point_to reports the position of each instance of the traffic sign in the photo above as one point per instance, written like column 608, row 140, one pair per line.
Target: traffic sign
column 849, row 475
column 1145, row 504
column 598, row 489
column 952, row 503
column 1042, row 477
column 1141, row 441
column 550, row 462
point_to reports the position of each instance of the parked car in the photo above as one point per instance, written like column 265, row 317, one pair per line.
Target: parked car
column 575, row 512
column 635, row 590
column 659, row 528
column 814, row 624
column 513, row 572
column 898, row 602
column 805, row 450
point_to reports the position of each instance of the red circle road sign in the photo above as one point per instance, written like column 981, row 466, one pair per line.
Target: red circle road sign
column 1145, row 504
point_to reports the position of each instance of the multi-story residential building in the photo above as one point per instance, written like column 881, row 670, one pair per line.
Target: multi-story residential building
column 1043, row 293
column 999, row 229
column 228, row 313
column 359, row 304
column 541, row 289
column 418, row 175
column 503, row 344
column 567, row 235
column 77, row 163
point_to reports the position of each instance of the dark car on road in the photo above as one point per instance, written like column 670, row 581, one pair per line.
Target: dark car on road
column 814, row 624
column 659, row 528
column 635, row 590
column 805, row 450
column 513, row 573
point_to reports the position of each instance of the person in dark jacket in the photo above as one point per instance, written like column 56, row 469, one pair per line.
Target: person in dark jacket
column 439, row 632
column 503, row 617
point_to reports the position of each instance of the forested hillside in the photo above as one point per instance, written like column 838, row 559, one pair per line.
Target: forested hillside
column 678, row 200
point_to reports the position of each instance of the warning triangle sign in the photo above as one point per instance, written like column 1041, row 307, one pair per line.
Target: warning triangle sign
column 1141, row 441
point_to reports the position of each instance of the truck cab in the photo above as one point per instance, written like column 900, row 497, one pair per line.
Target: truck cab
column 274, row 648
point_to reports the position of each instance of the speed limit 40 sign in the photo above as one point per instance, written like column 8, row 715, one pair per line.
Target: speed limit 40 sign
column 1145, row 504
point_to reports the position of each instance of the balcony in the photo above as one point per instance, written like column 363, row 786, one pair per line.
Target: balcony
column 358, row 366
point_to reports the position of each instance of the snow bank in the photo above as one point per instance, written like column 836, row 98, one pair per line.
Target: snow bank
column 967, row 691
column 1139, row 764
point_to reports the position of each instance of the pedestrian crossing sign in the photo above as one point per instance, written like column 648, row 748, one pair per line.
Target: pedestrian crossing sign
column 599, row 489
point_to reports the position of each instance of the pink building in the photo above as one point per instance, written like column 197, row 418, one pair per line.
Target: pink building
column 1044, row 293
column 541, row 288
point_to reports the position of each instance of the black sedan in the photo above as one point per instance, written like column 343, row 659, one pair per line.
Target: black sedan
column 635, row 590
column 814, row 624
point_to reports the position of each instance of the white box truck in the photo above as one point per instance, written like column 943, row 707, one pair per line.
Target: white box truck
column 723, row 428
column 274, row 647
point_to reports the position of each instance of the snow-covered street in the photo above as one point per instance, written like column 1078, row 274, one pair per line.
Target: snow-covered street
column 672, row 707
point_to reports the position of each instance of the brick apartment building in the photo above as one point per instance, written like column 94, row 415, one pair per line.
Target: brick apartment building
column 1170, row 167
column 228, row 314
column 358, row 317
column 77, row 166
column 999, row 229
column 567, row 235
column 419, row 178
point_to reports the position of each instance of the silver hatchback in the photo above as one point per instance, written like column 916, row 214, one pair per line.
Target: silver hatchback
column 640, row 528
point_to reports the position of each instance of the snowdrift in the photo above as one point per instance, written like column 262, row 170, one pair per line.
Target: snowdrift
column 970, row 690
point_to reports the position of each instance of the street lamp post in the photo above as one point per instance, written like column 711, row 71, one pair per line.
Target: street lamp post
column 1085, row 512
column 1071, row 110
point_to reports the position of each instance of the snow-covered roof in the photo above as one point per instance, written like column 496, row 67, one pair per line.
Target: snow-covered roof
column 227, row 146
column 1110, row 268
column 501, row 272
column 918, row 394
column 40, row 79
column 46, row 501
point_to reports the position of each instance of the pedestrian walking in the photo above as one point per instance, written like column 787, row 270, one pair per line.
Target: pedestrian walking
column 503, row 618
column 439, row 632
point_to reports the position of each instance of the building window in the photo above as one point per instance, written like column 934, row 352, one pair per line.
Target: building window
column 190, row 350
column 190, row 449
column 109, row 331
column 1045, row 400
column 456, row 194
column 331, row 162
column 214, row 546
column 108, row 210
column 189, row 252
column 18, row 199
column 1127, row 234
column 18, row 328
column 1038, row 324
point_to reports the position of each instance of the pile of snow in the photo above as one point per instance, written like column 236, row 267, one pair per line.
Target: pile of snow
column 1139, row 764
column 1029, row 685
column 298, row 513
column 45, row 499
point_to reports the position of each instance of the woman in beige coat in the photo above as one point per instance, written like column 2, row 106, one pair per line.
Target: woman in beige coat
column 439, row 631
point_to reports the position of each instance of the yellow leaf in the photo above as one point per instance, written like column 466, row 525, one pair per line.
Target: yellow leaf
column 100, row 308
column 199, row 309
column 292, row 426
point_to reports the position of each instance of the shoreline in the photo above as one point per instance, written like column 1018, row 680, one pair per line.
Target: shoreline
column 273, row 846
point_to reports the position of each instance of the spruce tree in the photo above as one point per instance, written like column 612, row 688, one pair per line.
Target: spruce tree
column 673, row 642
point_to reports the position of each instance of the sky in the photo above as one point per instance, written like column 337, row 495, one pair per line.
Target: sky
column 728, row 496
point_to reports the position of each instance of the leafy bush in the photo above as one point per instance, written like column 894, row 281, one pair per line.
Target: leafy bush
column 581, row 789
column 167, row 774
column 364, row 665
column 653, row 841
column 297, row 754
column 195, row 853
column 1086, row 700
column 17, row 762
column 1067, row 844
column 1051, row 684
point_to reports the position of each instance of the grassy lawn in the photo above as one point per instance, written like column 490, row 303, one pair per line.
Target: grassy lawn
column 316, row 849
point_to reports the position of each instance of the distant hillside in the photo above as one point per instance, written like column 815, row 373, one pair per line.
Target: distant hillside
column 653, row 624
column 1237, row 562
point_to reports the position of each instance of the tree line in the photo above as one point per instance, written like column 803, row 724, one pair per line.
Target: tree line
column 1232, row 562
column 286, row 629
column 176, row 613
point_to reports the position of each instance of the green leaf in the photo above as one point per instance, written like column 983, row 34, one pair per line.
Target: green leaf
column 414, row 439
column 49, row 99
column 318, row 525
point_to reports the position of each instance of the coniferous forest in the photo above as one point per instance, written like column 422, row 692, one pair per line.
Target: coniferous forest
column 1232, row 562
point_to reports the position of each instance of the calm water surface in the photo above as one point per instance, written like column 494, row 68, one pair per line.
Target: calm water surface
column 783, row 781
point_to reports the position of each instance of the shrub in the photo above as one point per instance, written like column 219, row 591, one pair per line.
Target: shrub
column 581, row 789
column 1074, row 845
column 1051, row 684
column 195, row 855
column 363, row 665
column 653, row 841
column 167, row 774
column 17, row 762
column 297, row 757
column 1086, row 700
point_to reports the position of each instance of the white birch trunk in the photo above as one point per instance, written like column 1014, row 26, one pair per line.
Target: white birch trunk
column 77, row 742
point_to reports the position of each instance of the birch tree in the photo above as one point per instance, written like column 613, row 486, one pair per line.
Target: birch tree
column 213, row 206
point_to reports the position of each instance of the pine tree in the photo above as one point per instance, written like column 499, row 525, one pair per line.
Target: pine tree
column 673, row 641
· · · · ·
Your output should consist solely of the lines from the beginning of the entries through the line containing "point_to reports the position of each instance of the parked", reproduced exactly.

• REPLY:
point_to reports the position of each instance of the traffic sign in the photo above as one point per instance, written like column 608, row 140, one pair per line.
Target: traffic sign
column 849, row 475
column 1145, row 504
column 598, row 489
column 952, row 503
column 1042, row 477
column 1141, row 441
column 550, row 462
point_to reports the position of each instance of the parked car in the photo above as one point per instance, written like column 265, row 317, one pair per line.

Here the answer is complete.